• Tu tarea: Continúa el texto sobre los banquetes de la historia a partir de su última oración.

• Texto de lectura:
..........

En la antigua Roma, los banquetes no eran meramente eventos sociales; eran espectáculos de poder y riqueza. Los romanos ricos se deleitaban con platos que hoy consideramos bizarros, como la lengua de flamenco o los talones de camello. En los festines, se podía encontrar un jabalí entero rodeado de figuras de lechones hechos de pasta de almendras, con tordos vivos escapando de su interior al ser cortado, solo para ser capturados y servidos como plato adicional. Esta extravagancia no solo era un símbolo de estatus sino también una forma de impresionar y mantener la lealtad de los invitados, como se describe en el «Satiricón» de Petronio, donde el banquete de Trimalción se convierte en una narrativa de exceso y entretenimiento.
El Imperio Romano no era el único en este arte del exceso. Durante la Edad Media, los banquetes se volvieron aún más teatrales con la introducción de los «entremets», que eran representaciones escénicas entre platos, como pavos reales reensamblados con sus plumas para parecer vivos. En el famoso «Banquete del faisán» de 1454 en Borgoña, el duque Felipe el Bueno juró una cruzada ante un faisán asado, mezclando política y gastronomía en un acto de gran simbolismo. Estos eventos eran tanto una forma de entretener como de demostrar poder, con fuentes de vino en lugar de agua y platos con animales vivos emergiendo de pasteles, sorprendiendo a los comensales.
Al llegar a la corte de Versalles en el siglo XVIII, los banquetes alcanzaron nuevas cimas de opulencia bajo el reinado de Luis XIV. Aquí, la cocina se convirtió en un escenario para la diplomacia y el poder político. Los platos eran obras maestras de arte culinario, con creaciones como el «Poularde de Bresse Trufée», donde la gallina se adornaba con trufas, simbolizando la riqueza y el refinamiento de la corte francesa. Los banquetes en Versalles no solo eran para alimentar; eran performances donde cada detalle, desde la vajilla hasta la disposición de los invitados, reflejaba la jerarquía y el control del rey sobre su corte.

..........

• Registros de datos:
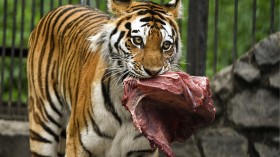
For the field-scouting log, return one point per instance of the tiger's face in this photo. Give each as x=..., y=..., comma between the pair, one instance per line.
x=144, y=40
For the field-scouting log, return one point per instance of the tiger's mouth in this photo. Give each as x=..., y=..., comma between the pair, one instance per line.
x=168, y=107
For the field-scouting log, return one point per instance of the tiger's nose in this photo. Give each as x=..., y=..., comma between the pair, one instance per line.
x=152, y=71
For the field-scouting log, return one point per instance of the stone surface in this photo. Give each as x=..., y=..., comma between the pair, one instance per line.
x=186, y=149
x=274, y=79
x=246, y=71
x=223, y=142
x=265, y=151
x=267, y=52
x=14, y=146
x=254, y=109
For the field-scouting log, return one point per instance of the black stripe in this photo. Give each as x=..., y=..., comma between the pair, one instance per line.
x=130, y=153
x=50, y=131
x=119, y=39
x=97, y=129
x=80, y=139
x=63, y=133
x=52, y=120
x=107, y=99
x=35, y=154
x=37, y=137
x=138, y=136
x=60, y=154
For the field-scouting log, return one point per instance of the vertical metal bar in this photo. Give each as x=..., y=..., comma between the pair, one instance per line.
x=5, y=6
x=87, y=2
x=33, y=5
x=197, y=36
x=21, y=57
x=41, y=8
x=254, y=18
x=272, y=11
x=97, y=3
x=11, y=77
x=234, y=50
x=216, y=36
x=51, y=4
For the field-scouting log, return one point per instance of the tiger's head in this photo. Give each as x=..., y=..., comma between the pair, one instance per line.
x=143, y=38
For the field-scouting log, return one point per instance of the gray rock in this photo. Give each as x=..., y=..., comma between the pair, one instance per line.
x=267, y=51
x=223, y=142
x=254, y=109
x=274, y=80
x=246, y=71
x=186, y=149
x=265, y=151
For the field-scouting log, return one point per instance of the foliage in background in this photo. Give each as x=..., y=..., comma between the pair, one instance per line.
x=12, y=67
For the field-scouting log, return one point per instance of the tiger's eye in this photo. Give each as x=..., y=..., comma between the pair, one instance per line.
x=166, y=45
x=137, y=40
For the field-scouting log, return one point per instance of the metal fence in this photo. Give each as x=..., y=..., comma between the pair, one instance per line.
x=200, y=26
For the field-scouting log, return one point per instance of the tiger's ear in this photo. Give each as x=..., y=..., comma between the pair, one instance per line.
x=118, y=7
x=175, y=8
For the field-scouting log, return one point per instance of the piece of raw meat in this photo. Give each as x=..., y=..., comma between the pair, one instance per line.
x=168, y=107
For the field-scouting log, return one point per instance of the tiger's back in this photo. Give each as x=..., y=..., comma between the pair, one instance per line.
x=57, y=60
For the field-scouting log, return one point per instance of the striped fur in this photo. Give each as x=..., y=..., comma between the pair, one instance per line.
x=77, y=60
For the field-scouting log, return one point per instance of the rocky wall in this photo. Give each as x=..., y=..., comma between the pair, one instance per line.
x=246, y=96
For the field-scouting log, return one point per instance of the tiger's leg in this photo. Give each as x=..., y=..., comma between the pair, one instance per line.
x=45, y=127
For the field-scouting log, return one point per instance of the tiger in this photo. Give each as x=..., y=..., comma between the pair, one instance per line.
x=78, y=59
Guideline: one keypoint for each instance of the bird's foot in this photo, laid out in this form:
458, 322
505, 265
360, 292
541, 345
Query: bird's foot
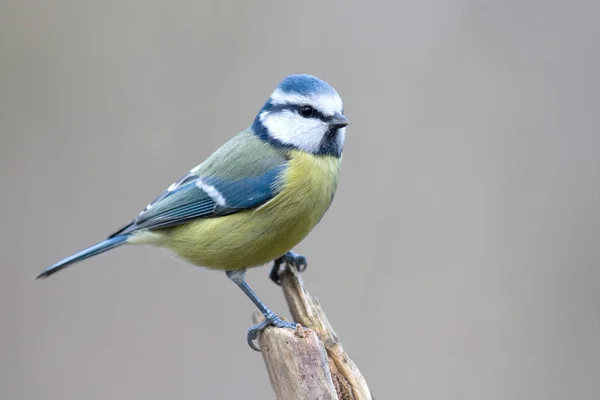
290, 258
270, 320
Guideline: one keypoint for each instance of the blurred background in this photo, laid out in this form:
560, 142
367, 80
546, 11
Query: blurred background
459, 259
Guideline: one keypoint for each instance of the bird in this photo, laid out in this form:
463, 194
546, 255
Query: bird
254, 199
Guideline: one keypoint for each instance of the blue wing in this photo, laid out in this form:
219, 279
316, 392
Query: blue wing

..........

• Resultado:
La comida en estas cortes no era solo sobre sabor; era sobre espectáculo. En Roma, los cocineros griegos y orientales competían por crear platos que eran auténticas obras de arte, utilizando especias para enmascarar sabores originales y mezclando lo dulce con lo salado, una técnica que hoy nos parece extraña pero que reflejaba la influencia oriental en la cocina romana.
En Versalles, la comida tenía un papel político definitivo. Comer juntos era una forma de forjar alianzas, resolver disputas y mostrar el poder de la monarquía. La mesa era un lugar donde la política se hacía más accesible, donde se podía persuadir y manipular bajo el pretexto de la hospitalidad. Los banquetes eran tan elaborados que incluso el servicio de la comida tenía su propio protocolo, cada movimiento coreografiado para resaltar la majestuosidad del rey y su corte.
Las excentricidades culinarias de estas cortes reflejan una obsesión por el lujo y el control. En Roma, el uso de nieve para enfriar alimentos o crear sorbetes era un signo de riqueza, pues implicaba el transporte de nieve desde montañas lejanas. En Versalles, el uso de ingredientes exóticos mostraba el alcance global del imperio francés, con especias y productos de todo el mundo sobre la mesa del rey.
Estos banquetes eran, en esencia, un teatro de la política y el poder. Cada plato, cada presentación, tenía un propósito más allá de la mera alimentación. Eran narrativas visuales y gustativas de la influencia, la riqueza y el refinamiento de aquellos que los ofrecían. En un mundo donde las palabras podían ser manipuladas, la comida se convirtió en un lenguaje universal de poder.
Finalmente, estos festines extravagantes no solo definieron la cultura de sus épocas, sino que dejaron una herencia en la cocina moderna. Desde las recetas romanas hasta la etiqueta de la mesa en Versalles, el legado de estos banquetes es palpable en nuestra propia relación con la comida como símbolo de estatus, cultura y política.